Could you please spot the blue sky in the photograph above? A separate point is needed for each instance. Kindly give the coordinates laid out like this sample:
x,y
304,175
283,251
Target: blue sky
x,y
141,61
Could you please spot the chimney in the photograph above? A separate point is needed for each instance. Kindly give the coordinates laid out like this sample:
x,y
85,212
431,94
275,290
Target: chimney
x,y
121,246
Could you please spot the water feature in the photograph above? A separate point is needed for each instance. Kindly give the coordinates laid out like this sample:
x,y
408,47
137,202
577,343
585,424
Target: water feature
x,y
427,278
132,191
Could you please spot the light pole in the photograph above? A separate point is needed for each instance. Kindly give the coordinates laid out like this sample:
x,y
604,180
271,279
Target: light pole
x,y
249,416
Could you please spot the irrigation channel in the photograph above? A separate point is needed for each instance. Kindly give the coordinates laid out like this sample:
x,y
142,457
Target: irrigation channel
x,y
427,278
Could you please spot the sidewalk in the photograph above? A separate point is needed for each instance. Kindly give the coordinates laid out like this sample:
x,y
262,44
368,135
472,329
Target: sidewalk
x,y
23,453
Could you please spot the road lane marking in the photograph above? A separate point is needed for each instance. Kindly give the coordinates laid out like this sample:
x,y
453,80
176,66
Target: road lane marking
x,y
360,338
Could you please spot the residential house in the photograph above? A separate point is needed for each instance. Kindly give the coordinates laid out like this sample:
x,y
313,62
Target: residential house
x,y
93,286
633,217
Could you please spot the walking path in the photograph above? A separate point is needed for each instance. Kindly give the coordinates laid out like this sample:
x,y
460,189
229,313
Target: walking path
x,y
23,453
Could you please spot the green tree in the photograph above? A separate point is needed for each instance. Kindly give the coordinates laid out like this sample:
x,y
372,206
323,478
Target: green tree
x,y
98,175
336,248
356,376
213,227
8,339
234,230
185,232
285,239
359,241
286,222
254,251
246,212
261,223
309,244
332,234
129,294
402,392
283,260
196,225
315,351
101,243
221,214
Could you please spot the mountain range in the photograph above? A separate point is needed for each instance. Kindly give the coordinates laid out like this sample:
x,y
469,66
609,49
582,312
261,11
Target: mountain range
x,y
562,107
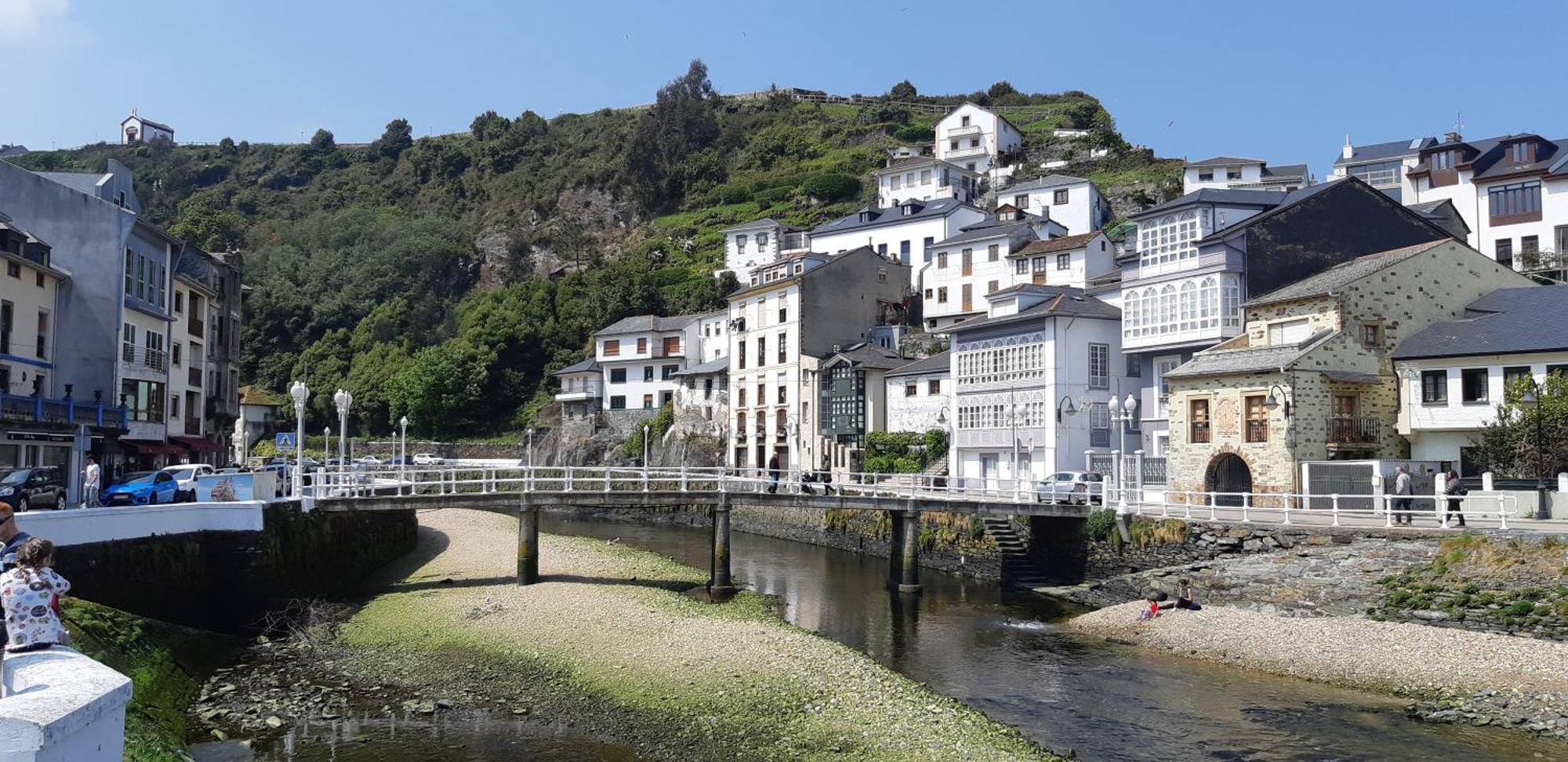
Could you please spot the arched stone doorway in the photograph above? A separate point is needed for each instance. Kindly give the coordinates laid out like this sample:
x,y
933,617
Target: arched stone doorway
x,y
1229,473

■ ■ ■ ■ ■ ■ ■

— CHALLENGE —
Each record above is to be restated exactly, with its pictures removed from the copy.

— SOLUTION —
Could you please spot the blue sky in the photograph above? A separate point is needed for each instance. Kindly give the coordinates laid out like this sample:
x,y
304,175
283,251
Target: blue sky
x,y
141,61
Could you please spot the chimney in the photograph above? A separate point is needed for each instance. Kindly give the coordinates laid out like this sample:
x,y
85,212
431,94
275,290
Target: chimney
x,y
121,246
Could you please spot the water feature in the photograph above? A separate point is needed for each instance. Kindly give the coordinates laid out like this sample:
x,y
408,47
137,202
577,343
585,424
Target: water feature
x,y
427,278
132,191
Could you please spot the light pole in the photograph above? A separate point is needed for each instance. Kindly give the coordinates laid out like this sample:
x,y
604,180
271,279
Target: light pole
x,y
249,416
Could you please spot the irrigation channel in the photograph above? A separate point is needed for each instance. Kindly give the coordinates laid out like this sample:
x,y
142,457
Target: irrigation channel
x,y
427,278
Could you please spot the sidewalk in the photograph above? A separate point is needed for each instance. Kindly give the coordinates laid out like this sample:
x,y
262,44
368,135
472,329
Target: sidewalk
x,y
23,453
Could you please spot the road lane marking in the photograph above? A separate point is needed for each instance. Kindly give the coordinates laid out like this sample:
x,y
453,80
176,66
Target: road lane marking
x,y
360,338
Could you please spot the residential house in the photograph above? A separate point is needed for each instance. Kindly give the coordinates laid out like this sample:
x,y
313,62
Target: residential house
x,y
93,286
633,217
Could you please spot the walking path in the photograph above? A separate point is needed for each instance. Kindly give the coordinates laid out like this sample:
x,y
460,189
229,313
Target: walking path
x,y
23,453
Could you please spot the green tree in the photograph above? A separate point is needed for each instance. Kindly give the coordinates laid out like this sample:
x,y
372,206
323,478
Target: green tree
x,y
98,175
336,248
356,376
213,227
8,339
234,230
185,232
285,239
359,241
286,222
254,251
246,212
261,223
309,244
332,234
129,294
402,392
283,260
196,225
315,351
101,243
221,214
Could you please spot the mountain range in the photograph above? A separate point is needed for each instance. Kindly give the coordinates laid out like this sample:
x,y
469,66
609,49
582,312
261,11
Target: mountain range
x,y
562,107
Could you please spot the arched stone doorway in the photograph above? A separate point is needed for each instance. Kindly give the coordinates laid out like this sample:
x,y
933,617
Target: arched stone doorway
x,y
1229,473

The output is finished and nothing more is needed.